━━ MATERIAL FOR THIS EXERCISE

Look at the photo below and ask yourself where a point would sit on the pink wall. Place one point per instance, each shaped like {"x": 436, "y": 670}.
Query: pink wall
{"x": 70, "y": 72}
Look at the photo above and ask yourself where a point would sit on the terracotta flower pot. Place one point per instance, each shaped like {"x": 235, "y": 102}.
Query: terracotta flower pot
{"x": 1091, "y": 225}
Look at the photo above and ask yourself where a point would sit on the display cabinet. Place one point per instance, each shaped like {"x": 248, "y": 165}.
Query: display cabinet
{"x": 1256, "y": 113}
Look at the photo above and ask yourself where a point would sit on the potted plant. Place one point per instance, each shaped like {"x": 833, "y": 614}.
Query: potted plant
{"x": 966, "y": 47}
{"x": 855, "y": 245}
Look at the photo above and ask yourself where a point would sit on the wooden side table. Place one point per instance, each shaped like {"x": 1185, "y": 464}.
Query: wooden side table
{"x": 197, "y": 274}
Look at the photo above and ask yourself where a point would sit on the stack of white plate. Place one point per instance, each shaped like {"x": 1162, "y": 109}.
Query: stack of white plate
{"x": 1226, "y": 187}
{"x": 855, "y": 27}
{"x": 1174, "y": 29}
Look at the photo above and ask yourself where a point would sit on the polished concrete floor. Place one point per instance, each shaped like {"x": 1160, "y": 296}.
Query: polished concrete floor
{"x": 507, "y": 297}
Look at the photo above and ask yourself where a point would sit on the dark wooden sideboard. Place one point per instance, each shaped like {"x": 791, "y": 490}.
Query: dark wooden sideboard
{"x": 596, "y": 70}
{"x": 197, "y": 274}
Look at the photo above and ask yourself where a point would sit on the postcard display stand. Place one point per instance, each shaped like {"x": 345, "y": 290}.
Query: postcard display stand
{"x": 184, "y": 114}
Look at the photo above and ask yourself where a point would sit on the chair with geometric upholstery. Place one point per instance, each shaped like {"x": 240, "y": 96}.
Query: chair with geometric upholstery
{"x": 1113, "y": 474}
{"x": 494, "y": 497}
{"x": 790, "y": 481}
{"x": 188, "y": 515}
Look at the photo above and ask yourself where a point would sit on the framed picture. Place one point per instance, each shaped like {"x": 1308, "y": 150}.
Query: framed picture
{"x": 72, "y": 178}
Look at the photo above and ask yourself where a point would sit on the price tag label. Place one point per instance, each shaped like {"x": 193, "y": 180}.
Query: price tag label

━━━━

__AIM__
Shift the x and y coordinates of every answer up by 91, and write out in full the stretch from the line containing "on the potted" through the end of the records. Leave the coordinates that follow "each shaped like" unchanged.

__EXERCISE SOLUTION__
Look at the photo above and ask yourself where a point would sit on the potted plant. Place one point per instance, each shaped like {"x": 833, "y": 614}.
Query: potted plant
{"x": 1057, "y": 138}
{"x": 946, "y": 336}
Look at the photo above and ask yourself where a point would sit on the wooden side table. Place one point per instance, each shaped like {"x": 1185, "y": 464}.
Query: wooden side table
{"x": 288, "y": 365}
Look at the photo above and ask yourself where a point would sit on the stack of white plate. Place one point per instance, each shaped like {"x": 1162, "y": 109}.
Query: stack of white plate
{"x": 1317, "y": 278}
{"x": 946, "y": 118}
{"x": 1265, "y": 120}
Look at the photo above and ask yourself where a point would sit on the polished concrete floor. Place one point per instance, each shaped like {"x": 1160, "y": 296}.
Query: polished concrete floor
{"x": 598, "y": 388}
Look at the photo above and ask yourself where a point would sit on the dark wooden sideboard. Place one point per instance, each shaped like {"x": 791, "y": 490}.
Query: dark wooden sideboard
{"x": 687, "y": 161}
{"x": 288, "y": 365}
Look at the photo above and ask yourself where a point would sit on the postcard display stand. Place one point per instance, each shaped like {"x": 345, "y": 290}.
Query: postcard display stand
{"x": 275, "y": 205}
Look at the photo above and ask yourself where a point would sit on the chair with geometric upholstery. Place one point per instance, each shaped like {"x": 240, "y": 96}.
Query: chair with geometric upholstery
{"x": 1204, "y": 565}
{"x": 585, "y": 588}
{"x": 881, "y": 572}
{"x": 279, "y": 606}
Look at the photo above and ask yourself where a point would sit on the framed picture. Place one point per instance, each shaped like {"x": 1308, "y": 150}.
Query: framed picture
{"x": 163, "y": 269}
Look at the photo above and ask yourself where a point would sit on the price tag label. Place one point per instance, each shaped like {"x": 193, "y": 180}.
Query: price tag label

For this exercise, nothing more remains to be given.